> Listed records
--- START ---

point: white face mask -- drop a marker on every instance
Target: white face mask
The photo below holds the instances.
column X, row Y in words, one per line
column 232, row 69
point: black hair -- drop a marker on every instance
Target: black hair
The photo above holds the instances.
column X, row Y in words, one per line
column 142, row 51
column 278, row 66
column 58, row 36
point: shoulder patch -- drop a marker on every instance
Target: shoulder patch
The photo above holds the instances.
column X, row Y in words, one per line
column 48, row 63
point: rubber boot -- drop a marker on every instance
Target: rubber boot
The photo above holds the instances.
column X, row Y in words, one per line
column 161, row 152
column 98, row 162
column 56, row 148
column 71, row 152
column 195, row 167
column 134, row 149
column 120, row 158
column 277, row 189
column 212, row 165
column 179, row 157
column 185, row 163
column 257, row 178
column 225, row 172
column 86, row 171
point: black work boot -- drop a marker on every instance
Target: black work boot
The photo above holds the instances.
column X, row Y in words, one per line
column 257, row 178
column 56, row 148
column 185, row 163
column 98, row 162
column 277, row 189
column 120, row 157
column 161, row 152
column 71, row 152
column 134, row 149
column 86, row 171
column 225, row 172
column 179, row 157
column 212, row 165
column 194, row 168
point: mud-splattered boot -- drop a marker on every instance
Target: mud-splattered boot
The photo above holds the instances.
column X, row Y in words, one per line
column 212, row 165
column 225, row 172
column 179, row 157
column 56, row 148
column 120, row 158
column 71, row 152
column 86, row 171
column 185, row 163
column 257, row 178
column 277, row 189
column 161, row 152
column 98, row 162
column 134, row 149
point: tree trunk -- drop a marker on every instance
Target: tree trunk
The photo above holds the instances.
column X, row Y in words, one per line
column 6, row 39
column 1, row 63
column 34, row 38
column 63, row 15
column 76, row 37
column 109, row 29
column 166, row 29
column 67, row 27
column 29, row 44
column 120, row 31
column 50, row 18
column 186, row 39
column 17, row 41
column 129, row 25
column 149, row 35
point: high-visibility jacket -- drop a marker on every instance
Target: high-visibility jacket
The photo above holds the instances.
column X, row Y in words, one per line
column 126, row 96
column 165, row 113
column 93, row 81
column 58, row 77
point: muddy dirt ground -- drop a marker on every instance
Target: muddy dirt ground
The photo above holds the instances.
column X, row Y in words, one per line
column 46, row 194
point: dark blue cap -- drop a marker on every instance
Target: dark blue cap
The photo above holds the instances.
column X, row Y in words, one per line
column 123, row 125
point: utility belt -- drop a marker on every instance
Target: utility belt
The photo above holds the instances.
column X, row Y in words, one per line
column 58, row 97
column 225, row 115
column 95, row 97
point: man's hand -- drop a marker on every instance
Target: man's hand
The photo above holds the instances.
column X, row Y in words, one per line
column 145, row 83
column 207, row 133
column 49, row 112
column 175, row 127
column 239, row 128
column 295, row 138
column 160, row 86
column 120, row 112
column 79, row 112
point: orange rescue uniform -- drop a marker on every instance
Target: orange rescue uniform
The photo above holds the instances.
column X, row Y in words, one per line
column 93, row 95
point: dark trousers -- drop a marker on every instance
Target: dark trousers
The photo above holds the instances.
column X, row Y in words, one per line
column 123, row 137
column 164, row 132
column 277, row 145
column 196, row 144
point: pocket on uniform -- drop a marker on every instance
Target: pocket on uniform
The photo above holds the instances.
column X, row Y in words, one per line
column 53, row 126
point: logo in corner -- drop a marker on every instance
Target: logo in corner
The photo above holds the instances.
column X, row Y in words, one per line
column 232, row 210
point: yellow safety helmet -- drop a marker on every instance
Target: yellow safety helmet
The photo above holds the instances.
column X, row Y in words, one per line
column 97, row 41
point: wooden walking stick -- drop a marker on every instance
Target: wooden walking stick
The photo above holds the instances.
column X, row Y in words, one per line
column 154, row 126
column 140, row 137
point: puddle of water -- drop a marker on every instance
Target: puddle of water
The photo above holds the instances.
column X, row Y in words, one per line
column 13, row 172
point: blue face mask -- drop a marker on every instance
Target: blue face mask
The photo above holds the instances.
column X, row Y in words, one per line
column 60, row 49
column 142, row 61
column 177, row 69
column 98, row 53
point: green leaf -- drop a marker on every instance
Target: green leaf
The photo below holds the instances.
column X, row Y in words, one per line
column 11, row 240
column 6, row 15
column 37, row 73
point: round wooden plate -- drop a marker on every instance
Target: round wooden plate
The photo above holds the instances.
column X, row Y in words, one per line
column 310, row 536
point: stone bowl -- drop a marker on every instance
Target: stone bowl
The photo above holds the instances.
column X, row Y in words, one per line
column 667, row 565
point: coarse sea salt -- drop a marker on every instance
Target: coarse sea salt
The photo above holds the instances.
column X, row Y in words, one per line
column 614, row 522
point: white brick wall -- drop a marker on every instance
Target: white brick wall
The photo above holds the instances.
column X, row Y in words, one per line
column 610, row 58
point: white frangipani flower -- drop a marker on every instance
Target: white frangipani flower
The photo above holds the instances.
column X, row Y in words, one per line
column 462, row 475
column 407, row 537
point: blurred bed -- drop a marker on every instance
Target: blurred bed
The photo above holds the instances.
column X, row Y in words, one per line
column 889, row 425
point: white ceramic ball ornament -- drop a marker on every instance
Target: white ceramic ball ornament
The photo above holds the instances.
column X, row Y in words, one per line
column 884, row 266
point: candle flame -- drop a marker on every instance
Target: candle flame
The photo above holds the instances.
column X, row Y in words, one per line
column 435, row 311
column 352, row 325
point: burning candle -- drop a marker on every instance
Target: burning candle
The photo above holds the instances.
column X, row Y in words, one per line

--- END ---

> Your objective
Each entry is to be given again, exactly as it stands.

> Written response
point: white face mask -- drop a marker on every instance
Target: white face mask
The photo below holds the instances.
column X, row Y in words, one per line
column 232, row 69
point: black hair -- drop a marker on every instance
Target: black hair
The photo above holds the instances.
column X, row Y in words, one per line
column 142, row 51
column 278, row 66
column 58, row 36
point: shoulder patch -- drop a marker on every instance
Target: shoulder patch
The photo above holds the instances.
column X, row Y in words, one per line
column 48, row 63
point: rubber boot -- drop a marker on every instance
Target: rubber boot
The photo above holds the instances.
column X, row Y in words, one per line
column 161, row 152
column 98, row 162
column 56, row 148
column 71, row 152
column 195, row 167
column 134, row 149
column 120, row 158
column 277, row 189
column 212, row 165
column 179, row 157
column 185, row 163
column 257, row 178
column 225, row 172
column 86, row 171
point: black work boot -- drop a marker on every instance
Target: black work boot
The photo above holds the instances.
column X, row Y in words, one per line
column 257, row 178
column 56, row 148
column 185, row 163
column 98, row 162
column 277, row 189
column 120, row 157
column 161, row 152
column 71, row 152
column 134, row 149
column 86, row 171
column 225, row 172
column 179, row 157
column 212, row 165
column 194, row 168
point: mud-splattered boot -- drop a marker on every instance
Target: mud-splattered boot
The photo above holds the instances.
column X, row Y in words, one per line
column 212, row 165
column 225, row 172
column 179, row 157
column 56, row 148
column 120, row 158
column 71, row 152
column 86, row 171
column 185, row 163
column 257, row 178
column 277, row 189
column 161, row 152
column 98, row 162
column 134, row 149
point: tree trunk -- drop a marker on every instance
Target: tree trunk
The photo above holds the instances.
column X, row Y in words, one per line
column 6, row 39
column 1, row 63
column 34, row 38
column 63, row 15
column 76, row 37
column 109, row 29
column 166, row 29
column 67, row 27
column 29, row 44
column 120, row 31
column 50, row 18
column 186, row 39
column 17, row 41
column 129, row 25
column 149, row 35
point: high-visibility jacket -- drop a marker on every instance
Target: high-visibility jacket
The photo above holds the instances.
column X, row Y in words, one per line
column 126, row 96
column 165, row 113
column 93, row 81
column 58, row 77
point: muddy dirt ground -- drop a marker on every instance
Target: muddy dirt ground
The photo above holds the instances.
column X, row Y in words, one per line
column 46, row 194
point: dark blue cap -- drop a marker on every instance
Target: dark blue cap
The photo above holds the instances.
column X, row Y in words, one per line
column 123, row 125
point: utility belt -- drop a marker on every instance
Target: utility belt
The photo above holds the instances.
column X, row Y in words, one per line
column 58, row 97
column 225, row 115
column 95, row 97
point: man's hand -- drop a marker on every instance
Target: man's hand
The photo above holds the instances.
column X, row Y in words, one per line
column 145, row 83
column 207, row 133
column 49, row 112
column 175, row 127
column 239, row 128
column 295, row 138
column 160, row 86
column 120, row 112
column 79, row 112
point: orange rescue uniform -- drop a marker on every instance
Target: orange rescue uniform
The photo above holds the instances.
column X, row Y in words, one per line
column 93, row 95
point: dark trousers -- drop a marker on every instance
Target: dark trousers
The photo above holds the instances.
column X, row Y in words, one per line
column 123, row 137
column 164, row 132
column 277, row 145
column 196, row 144
point: pocket on uniform -- drop a marker on every instance
Target: pocket on uniform
The photo above holds the instances.
column X, row Y in words, one per line
column 53, row 126
point: logo in corner -- drop a marker on every instance
Target: logo in corner
The photo above holds the instances.
column X, row Y in words, one per line
column 232, row 210
point: yellow safety helmet -- drop a marker on every instance
Target: yellow safety helmet
The photo above holds the instances.
column X, row Y in words, one per line
column 97, row 41
point: wooden walking stick -- drop a marker on every instance
Target: wooden walking stick
The photo above holds the instances.
column X, row Y in words, one per line
column 154, row 126
column 140, row 137
point: puddle of water -- drop a marker on every instance
Target: puddle of water
The photo above holds the instances.
column X, row Y in words, one per line
column 13, row 172
point: blue face mask -- drop a marker on every instance
Target: blue face mask
The photo above holds the instances.
column X, row Y in words, one per line
column 60, row 49
column 142, row 61
column 177, row 69
column 98, row 53
point: green leaf -- drop a marker on every instance
Target: green leaf
The photo below holds the instances.
column X, row Y in words, one per line
column 11, row 240
column 6, row 15
column 37, row 73
point: round wooden plate -- drop a marker on every instance
Target: round wooden plate
The photo above holds the instances.
column X, row Y in words, one per line
column 310, row 536
point: stone bowl -- drop a marker on every instance
Target: stone bowl
The photo above holds the instances.
column X, row Y in words, one per line
column 667, row 565
point: coarse sea salt -- drop a marker on every instance
Target: coarse sea salt
The photo above holds the instances.
column X, row Y in words, one per line
column 614, row 522
point: white brick wall -- drop a marker on every instance
Target: white brick wall
The photo above holds the instances.
column X, row Y in words, one per line
column 610, row 58
point: white frangipani flower -- drop a marker on every instance
Target: white frangipani flower
The photo above holds the instances.
column X, row Y in words, one per line
column 462, row 475
column 407, row 537
point: blurred bed -- drop a marker on every instance
Target: blurred bed
The photo above holds the instances.
column X, row Y in words, one per line
column 889, row 425
point: white ceramic ball ornament -- drop a marker on every instance
Target: white ceramic ball ornament
The photo above holds the instances.
column X, row Y in words, one per line
column 884, row 266
point: candle flame -- drop a marker on every instance
Target: candle flame
The photo above holds the instances.
column X, row Y in words, one per line
column 435, row 311
column 352, row 325
point: burning candle -- drop a marker on every instance
Target: burning candle
The photo above holds the instances.
column X, row Y in words, one per line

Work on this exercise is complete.